Selection:
• • • •
Bayesian predictive modelling using twitter data

2012 was a fun year because the popularity of Twitter growing and strong. It was a channel that the general public was using to voice their opinions of anything and everything. In an experiment I wanted to see if popular opinion could predict the NFL Draft.

The dashboard look was epic!

To make this happen actually required a bit of architecture planning and stitching multiple systems together. Using Twitter and the stream API was perfect for our source of data, it just works. But I also needed player and team information to connect mentions of players and teams together. Finally a series of sentiment analysis systems to capture positive or negative comments and filters to remove noise.

First work was implementing the Twitter Stream API, listening for everything that mentioned "nfl draft" keywords. This data is collected and rotated into JSON files for the next system to pickup and process. This is a lot of data as you can imagine so the implementation of a monitoring and alerting system was improtant if any of these systems stopped working because it would have a knock-on impact to the whole system.
• • • •
Goals:
1. In the post about predicting the NFL Draft from Twitter, which keywords did the Twitter Stream API listen for?
2. Reproduce the part of the NFL Draft prediction post that opens with the words containing "To make this" and closes with "to remove noise.".

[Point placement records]
• • • •
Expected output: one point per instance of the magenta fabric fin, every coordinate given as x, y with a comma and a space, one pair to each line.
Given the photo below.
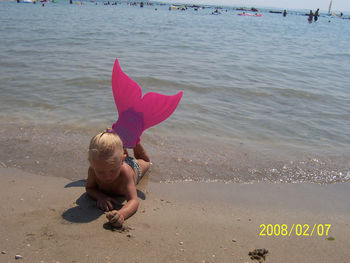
136, 114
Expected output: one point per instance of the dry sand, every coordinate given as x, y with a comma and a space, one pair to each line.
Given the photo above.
50, 219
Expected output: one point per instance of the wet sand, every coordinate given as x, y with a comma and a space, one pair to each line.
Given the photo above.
61, 150
51, 219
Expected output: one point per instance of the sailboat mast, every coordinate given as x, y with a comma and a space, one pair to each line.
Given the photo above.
330, 7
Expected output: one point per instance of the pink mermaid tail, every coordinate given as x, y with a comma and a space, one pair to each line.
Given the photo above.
136, 114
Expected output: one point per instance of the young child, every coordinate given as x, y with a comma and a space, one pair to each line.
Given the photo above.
112, 172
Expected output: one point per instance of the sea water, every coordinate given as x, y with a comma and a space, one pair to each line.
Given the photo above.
265, 98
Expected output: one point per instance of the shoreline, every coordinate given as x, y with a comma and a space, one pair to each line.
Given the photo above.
62, 152
50, 219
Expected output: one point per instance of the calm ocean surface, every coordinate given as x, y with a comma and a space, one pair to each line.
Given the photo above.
265, 98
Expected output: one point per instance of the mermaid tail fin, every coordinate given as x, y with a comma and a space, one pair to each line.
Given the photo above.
137, 114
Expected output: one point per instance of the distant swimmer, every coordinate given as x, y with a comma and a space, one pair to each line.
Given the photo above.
316, 15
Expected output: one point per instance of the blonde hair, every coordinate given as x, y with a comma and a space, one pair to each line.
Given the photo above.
106, 146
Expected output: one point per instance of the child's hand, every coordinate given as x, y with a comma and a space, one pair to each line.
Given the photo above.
105, 203
115, 218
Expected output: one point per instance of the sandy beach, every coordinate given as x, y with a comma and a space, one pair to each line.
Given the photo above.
50, 219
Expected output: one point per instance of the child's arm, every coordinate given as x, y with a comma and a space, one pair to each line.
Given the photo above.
104, 202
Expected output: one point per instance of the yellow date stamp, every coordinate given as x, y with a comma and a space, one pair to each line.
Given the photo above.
300, 230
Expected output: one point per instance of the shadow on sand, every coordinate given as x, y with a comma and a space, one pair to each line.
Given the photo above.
86, 210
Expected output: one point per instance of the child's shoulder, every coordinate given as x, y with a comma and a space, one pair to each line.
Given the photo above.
127, 172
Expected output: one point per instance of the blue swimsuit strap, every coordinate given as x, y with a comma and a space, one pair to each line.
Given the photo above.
131, 161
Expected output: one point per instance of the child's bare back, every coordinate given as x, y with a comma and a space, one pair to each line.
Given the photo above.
112, 172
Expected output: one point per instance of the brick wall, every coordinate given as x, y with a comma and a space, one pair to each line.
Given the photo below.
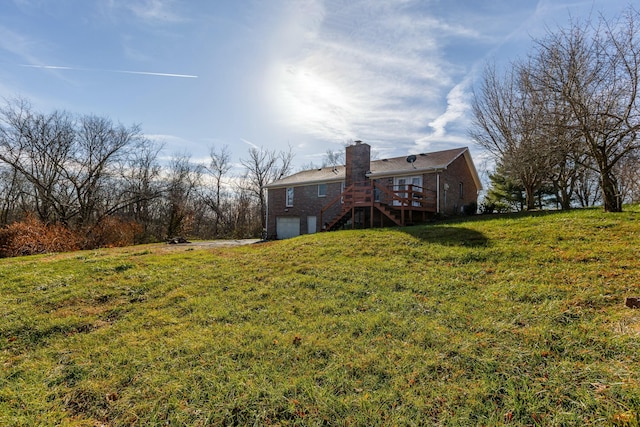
305, 203
358, 162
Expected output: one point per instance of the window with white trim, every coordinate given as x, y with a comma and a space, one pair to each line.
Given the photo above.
289, 198
322, 190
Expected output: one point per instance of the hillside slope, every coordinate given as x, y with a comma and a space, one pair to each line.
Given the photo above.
515, 320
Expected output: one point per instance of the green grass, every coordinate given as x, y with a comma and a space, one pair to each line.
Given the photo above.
516, 320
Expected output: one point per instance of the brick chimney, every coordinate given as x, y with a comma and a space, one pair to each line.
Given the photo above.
358, 162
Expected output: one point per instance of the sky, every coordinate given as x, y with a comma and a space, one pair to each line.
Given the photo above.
305, 75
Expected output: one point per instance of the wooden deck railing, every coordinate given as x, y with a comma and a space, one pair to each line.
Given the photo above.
403, 199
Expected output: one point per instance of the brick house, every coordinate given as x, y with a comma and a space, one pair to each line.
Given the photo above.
363, 193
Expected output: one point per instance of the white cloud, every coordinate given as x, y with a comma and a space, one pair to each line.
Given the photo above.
149, 11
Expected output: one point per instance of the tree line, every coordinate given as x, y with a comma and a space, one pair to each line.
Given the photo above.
563, 123
92, 177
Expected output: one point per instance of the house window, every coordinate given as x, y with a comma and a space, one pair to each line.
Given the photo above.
322, 190
289, 200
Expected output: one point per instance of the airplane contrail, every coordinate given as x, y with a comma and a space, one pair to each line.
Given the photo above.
145, 73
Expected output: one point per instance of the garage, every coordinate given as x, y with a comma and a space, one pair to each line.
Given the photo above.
287, 227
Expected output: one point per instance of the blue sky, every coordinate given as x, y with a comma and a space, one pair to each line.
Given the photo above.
310, 74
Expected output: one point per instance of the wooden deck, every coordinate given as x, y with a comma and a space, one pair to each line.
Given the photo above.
370, 204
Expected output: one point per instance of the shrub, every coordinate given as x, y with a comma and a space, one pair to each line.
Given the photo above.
112, 232
32, 236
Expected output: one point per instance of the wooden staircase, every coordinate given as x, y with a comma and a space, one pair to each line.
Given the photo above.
370, 198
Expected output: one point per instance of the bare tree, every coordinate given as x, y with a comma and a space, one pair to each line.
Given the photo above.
183, 179
219, 167
594, 71
262, 168
71, 166
37, 146
507, 117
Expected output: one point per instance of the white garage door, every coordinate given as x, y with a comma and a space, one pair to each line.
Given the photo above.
287, 227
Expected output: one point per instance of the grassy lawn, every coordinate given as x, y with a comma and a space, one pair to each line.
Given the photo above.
515, 320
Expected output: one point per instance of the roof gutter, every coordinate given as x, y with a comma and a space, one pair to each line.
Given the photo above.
391, 174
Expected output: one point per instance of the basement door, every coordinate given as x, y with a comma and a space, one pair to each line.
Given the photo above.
287, 227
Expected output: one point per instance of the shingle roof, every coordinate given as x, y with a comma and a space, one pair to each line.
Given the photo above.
386, 167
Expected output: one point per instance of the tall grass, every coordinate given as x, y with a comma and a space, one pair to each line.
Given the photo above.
514, 320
• • • •
Solutions to each task:
1. "nfl draft"

2.
To make this happen actually required a bit of architecture planning and stitching multiple systems together. Using Twitter and the stream API was perfect for our source of data, it just works. But I also needed player and team information to connect mentions of players and teams together. Finally a series of sentiment analysis systems to capture positive or negative comments and filters to remove noise.